## Testo dato
----

Pëtr Ilič Čajkovskij,
Lo Schiaccianoci
214/44



Dice Pestelli che il miracolo dello Schiaccianoci è "la capacità di guardare le cose, i soldatini, le fate, le danze arabe, il coriandolio del valzer dei fiori, con l'affetto dell'adulto che rinasce nell'animo del fanciullo, nella gemmea curiosità del suo sguardo." Io ne ho fatto la prova domenica scorsa. Mi trovavo a San Pietroburgo e non ho potuto resistere alla tentazione di prenotare un ottimo posto al Teatro Mariinsky, per guardarmi il balletto dal vero e tornare bambina anche io. Che meraviglia la danza dei fiocchi di neve, la regina delle api, la donna serpente che che balla la danza araba, i topolini del primo atto e la grande scena d'insieme finale! Scenografie da sogno e costumi sontuosi, che fanno volare anche le nostre fantasie televisive, ormai addormentate da decenni di lustrini ed effetti speciali posticci.

Se dovessi fare una vera recensione non potrei tacere delle incertezze ritmiche permesse all'orchestra dal direttore Mikhail Agrest, che avranno fatto tirar più di un interiore improperio ai ballerini che agivano sulla scena; e non potrei tacere dell'attacco sottotono del primo atto, quasi che il grammofono avesse bisogno di un giro di manovella in più. Ma per fortuna questo è il mio blog e posso essere anche faziosamente insincera e dire solo quanto tutto lo spettacolo sia stato allegro e sognante, ricco di bellezza e di grazia, di spiritosa fantasia. Che leggerezza sorridente quella di Yelizaveta Cheprasova, prima ballerina interprete di Masha in duo con Anton Korsakov, il Principe schiaccianoci! E che meraviglia le scene coloratissime di Mihail Chemiakin: valevano da sole il prezzo (esorbitante) del biglietto.

Il teatro era pieno, pochissimi turisti stranieri ma forse molti turisti russi; in marzo fa effettivamente troppo freddo per avventurarsi a quelle latitudini se non vi si è perlomeno nati. Ad ogni modo noi siamo sopravvissuti e tornati nella dolce primavera romana sani e salvi. E con un balletto in più negli occhi e nel cuore.

giovedì 4 marzo 2010

Johannes Brahms,
Sinfonia n.2 op.73
214/43

Pestelli dice che questa Seconda di Brahms è "quasi un'antisinfonia" tanto manca la retorica epica con cui ci immaginiamo paludato ogni brano che vada sotto questo titolo. E proprio musica immortale ma senza retorica ho bisogno di ascoltare oggi, un giovedì in cui la primavera incipiente si annuncia sotto forma di temporale scrosciante ma tranquillo, tributo liquido al rinascere della natura. Un che di liquido lo ha anche questa Sinfonia, in cui i fiati sono così significativi e pieni di personalità. Riporta, sempre il nostro Pestelli, un aneddoto che si attaglia bene al mio umore di oggi: al maestro di cappella tedesco che gli chiedeva il perchè del "cupo scintillamento di tromboni e timpani nelle zone profonde della partitura" poco dopo l'inizio, Brahms ricordò che anche nei quadri più luminosi c'è sempre una macchia scura che li fa risaltare ancora di più e che questo rispecchiava anche il suo carattere, profondamente malinconico, come se un frullo di ali nere risuonasse spesso sopra la sua serafica serenità.

Ascolto la versione di Karajan con i Berliner, acquistata qualche tempo fa. Sulla copertina del CD un ritratto fotografico di Karajan, già anziano con le sue belle rughe espressive, la chioma bianca e le maniche di una maglia rossa vezzosamente girate intorno al collo della camicia bianca. Un grande vecchio, non c'è che dire. Penso ai grandi vecchi di oggi: Abbado, Pollini. Ogni loro concerto è un regalo da scartare con gioia.

----

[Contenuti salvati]
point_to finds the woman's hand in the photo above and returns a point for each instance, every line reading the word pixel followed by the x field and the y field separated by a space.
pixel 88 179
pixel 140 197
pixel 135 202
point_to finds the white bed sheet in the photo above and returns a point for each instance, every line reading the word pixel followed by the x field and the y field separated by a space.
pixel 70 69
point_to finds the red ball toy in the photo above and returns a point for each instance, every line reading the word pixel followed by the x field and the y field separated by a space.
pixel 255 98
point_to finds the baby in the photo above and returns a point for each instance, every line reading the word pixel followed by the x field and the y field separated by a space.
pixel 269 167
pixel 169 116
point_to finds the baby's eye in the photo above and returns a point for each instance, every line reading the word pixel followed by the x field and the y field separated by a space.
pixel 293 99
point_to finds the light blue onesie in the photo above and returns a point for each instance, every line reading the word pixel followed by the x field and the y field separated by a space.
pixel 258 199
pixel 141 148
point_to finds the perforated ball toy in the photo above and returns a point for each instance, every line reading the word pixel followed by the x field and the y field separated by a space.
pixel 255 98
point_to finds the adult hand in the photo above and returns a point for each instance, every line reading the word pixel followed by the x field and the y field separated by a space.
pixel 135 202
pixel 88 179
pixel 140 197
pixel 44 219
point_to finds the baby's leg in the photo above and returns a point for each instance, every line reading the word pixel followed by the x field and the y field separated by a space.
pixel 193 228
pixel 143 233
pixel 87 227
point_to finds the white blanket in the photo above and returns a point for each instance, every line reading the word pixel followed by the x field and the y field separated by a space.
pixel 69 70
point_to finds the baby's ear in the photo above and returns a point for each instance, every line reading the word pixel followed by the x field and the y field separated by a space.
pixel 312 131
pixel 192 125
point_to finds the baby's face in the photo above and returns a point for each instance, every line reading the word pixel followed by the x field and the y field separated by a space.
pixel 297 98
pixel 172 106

----

Riscrivi il passo del testo dato che comincia con le parole "Ascolto la versione" e finisce con "scartare con gioia.", mettendo "custodia" al posto di "copertina".

Ascolto la versione di Karajan con i Berliner, acquistata qualche tempo fa. Sulla custodia del CD un ritratto fotografico di Karajan, già anziano con le sue belle rughe espressive, la chioma bianca e le maniche di una maglia rossa vezzosamente girate intorno al collo della camicia bianca. Un grande vecchio, non c'è che dire. Penso ai grandi vecchi di oggi: Abbado, Pollini. Ogni loro concerto è un regalo da scartare con gioia.